Extrait du document ::
----

En 1964, je fais partie de la force de maintien de la paix des Casques bleus à Chypre. Peu avant mon départ, je me fiance avec Micheline qui sera mon épouse toute ma vie. Malgré la peine et le déchirement de la séparation, j’y reste neuf mois. Je vous rappelle que l’Internet et les téléphones intelligents n’existent pas… À mon retour, nous nous marions finalement, le 31 octobre. En oubliant que c’est aussi l’Halloween! Ça fait donc 56 ans que je suis déguisé en… époux!
Au moment de mon premier séjour à Chypre, nous sommes au début du conflit. Nous vivons des bombardements. La tension est palpable. Je m’en tire relativement bien. Mais c’est lors de mon deuxième séjour, en 1969, que tout bascule. Mon destin croise celui d’un officier destructeur : le Major Boiteau, dit « Scarface ». Son comportement à mon endroit est celui de ce que certains appellent aujourd’hui un « pervers narcissique ». Une personne qui s’efforce de détruire les autres pour compenser son manque d’estime de soi. Boiteau déteste les boxeurs. Peut-être est-ce un boxeur qui a marqué son visage de cette longue cicatrice qui lui vaut son surnom? Je ne sais pas. Tout ce que je sais, c’est que cet homme est la cause de la fin de ma carrière.

----

Données ::
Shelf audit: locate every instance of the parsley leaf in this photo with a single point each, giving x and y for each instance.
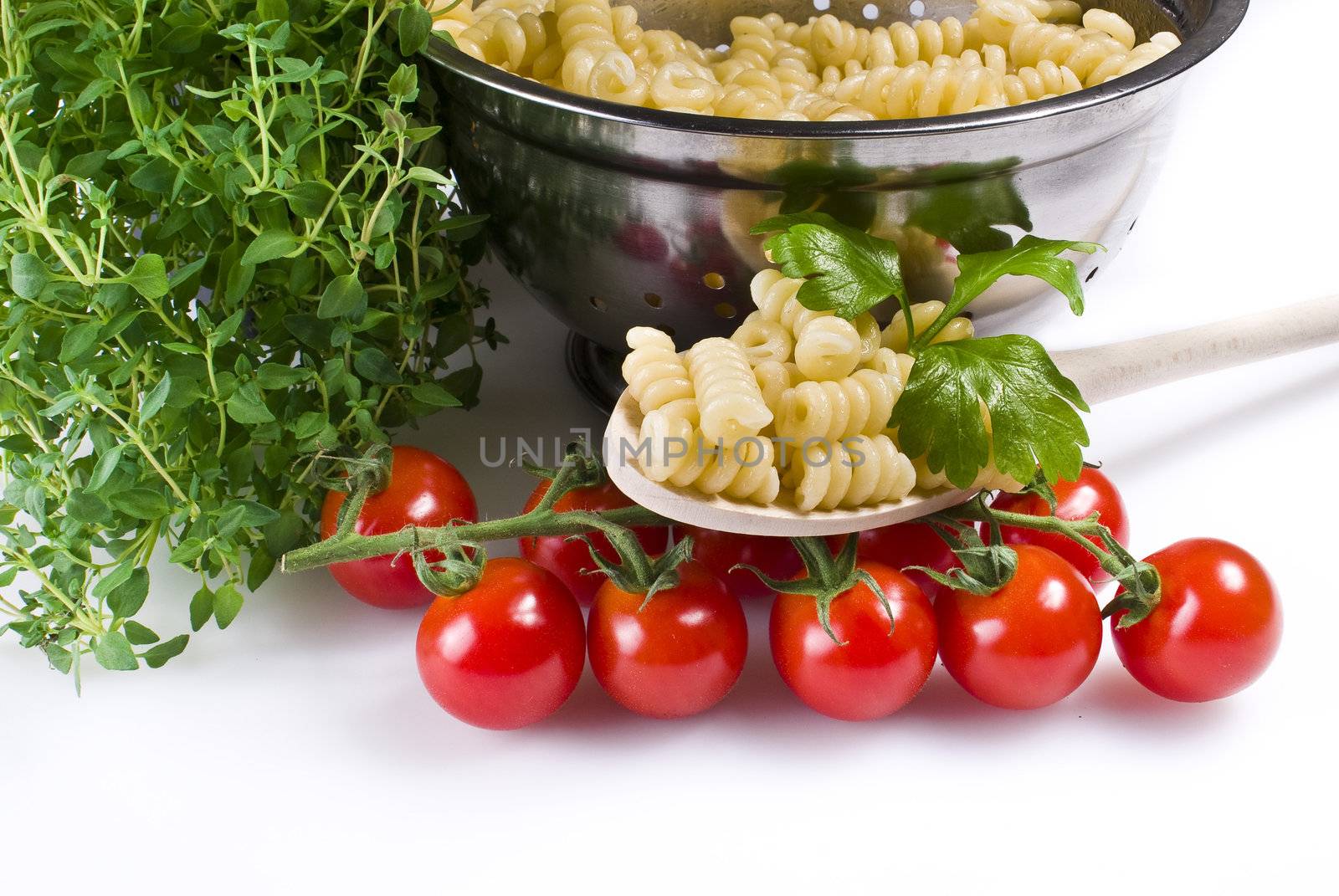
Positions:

----

Travail à faire ::
(a) Répondez aux questions suivantes d'après le récit sur Chypre :
(i) Combien de mois dure le premier séjour à Chypre ?
(ii) À quelle date le mariage a-t-il lieu ?
(iii) Quel surnom porte le Major Boiteau ?
(b) Rédigez la suite du récit sur Chypre à partir de sa dernière phrase.

Réponses par consigne ::
(a)
(i) Neuf mois.
(ii) Le 31 octobre.
(iii) « Scarface ».

(b)
Durant cette mission à Chypre, nous pouvons avoir le privilège de faire venir notre épouse pour une semaine ou deux. Évidemment, il faut obtenir la permission de notre supérieur. Dans mon cas, Boiteau. L’un des soirs suivant cette première attaque personnelle et pernicieuse, Boiteau tente à nouveau de me déstabiliser en utilisant cette fois-ci un langage ordurier qui implique ma femme. Il me regarde et dit : « Imaginez vous donc. Monsieur s’ennuie de sa… plotte! » Oh, puis-je vous dire que j’ai senti les « fils se toucher »! Je lui répond : « Si votre femme est une plotte, la mienne n’en est pas une! ». M’ayant souvent menacé physiquement en se moquant de ma grandeur, je lui réplique aussi : « Viens essayer de me rentrer 15 pouces dans l’asphalte, si t’es capable! ». Je termine en disant : « J’en ai plus rien à faire de ton armée. Je démissionne ».
Évidemment, ce n’est pas aussi simple que ça : on me met immédiatement aux arrêts. Malgré toutes mes tentatives pour expliquer ma réaction et tenter de réparer les dégâts, et même si c’est la première fois qu’un blâme apparaît sur mon dossier, la hiérarchie militaire décide de croire la version mensongère de Boiteau (dans laquelle il me traite littéralement « d’endetté chronique » et de « monstre ») et décide de se débarrasser de moi. Ce qui est d’autant plus facile puisque que j’ai accepté de signer une lettre incriminante, rédigée par Boiteau lui-même, en anglais seulement (que je comprends peine à l’époque). Pour obtenir la permission de mon retour au Canada, Boiteau exige ma signature sur cette lettre, sans condition! Ai-je le choix?
À mon arrivée au pays, je dois démissionner et déménager ma famille de Valcartier. On me donne 1 500$. Ma carrière est terminée. Je quitte dans le déshonneur. Il me reste deux mois pour conclure mon service et atteindre les dix ans nécessaires pour obtenir ma pension… à laquelle je n’ai plus droit. Cet homme a brisé ma vie. Mais je dois tenir le coup pour assurer la survie de ma famille. Je trouve du travail et je tente de mettre ma rancoeur de côté… pendant 45 ans!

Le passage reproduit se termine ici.